§ **Tarefa**
Redimensione as coordenadas das respostas no trecho que vai da linha que contém "post, then give the position of each instance." até o fim dos dados, com as duas extremidades incluídas. Reescreva todas as linhas desse trecho, multiplicando cada coordenada por 0,45 e arredondando para números inteiros, com as metades arredondadas para cima.

§ **Lista de dados**
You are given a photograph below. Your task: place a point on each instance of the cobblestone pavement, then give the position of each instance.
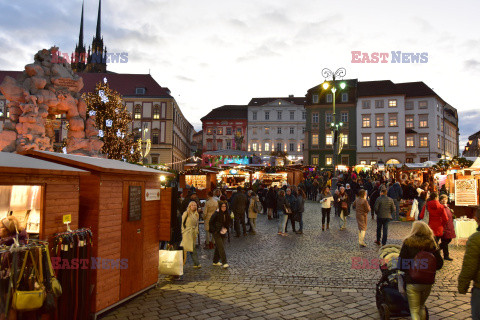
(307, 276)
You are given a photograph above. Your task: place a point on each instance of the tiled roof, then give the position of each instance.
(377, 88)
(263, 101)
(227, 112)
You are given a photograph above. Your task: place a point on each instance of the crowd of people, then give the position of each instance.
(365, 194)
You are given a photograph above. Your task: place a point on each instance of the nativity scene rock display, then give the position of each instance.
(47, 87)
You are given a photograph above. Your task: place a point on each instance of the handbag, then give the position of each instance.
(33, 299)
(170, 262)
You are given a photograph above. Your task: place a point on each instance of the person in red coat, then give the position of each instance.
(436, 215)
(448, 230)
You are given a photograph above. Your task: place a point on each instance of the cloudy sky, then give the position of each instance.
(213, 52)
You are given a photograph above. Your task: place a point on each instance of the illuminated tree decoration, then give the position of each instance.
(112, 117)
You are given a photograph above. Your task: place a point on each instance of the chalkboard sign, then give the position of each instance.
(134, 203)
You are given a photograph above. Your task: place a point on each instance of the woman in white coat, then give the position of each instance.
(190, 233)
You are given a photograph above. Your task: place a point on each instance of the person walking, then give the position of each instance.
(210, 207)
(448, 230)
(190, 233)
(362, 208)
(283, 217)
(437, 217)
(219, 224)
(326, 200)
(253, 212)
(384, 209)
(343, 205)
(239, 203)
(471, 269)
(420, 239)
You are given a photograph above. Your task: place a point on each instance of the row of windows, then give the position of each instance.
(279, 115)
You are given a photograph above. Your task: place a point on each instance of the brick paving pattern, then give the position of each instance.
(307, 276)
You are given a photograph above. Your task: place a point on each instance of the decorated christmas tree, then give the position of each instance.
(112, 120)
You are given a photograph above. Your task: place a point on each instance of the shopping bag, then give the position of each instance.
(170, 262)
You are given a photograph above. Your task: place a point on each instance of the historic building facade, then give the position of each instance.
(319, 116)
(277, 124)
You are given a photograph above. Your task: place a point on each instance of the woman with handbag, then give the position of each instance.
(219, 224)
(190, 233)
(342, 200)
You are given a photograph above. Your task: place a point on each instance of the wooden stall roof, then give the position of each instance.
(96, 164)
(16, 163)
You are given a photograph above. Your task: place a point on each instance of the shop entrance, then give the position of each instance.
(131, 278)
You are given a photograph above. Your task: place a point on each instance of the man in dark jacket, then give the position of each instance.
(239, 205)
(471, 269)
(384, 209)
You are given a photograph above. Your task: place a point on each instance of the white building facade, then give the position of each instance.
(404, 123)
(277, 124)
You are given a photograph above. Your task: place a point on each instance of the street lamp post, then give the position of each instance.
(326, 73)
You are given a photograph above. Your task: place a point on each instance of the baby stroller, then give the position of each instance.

§ **Resolução da tarefa**
You are given a photograph above. Your task: place a point on each instance of the street lamp post, then give the position of each instance.
(147, 33)
You are given a photograph above. Your task: place a point on each instance of the baby stroller, then give the position of each instance.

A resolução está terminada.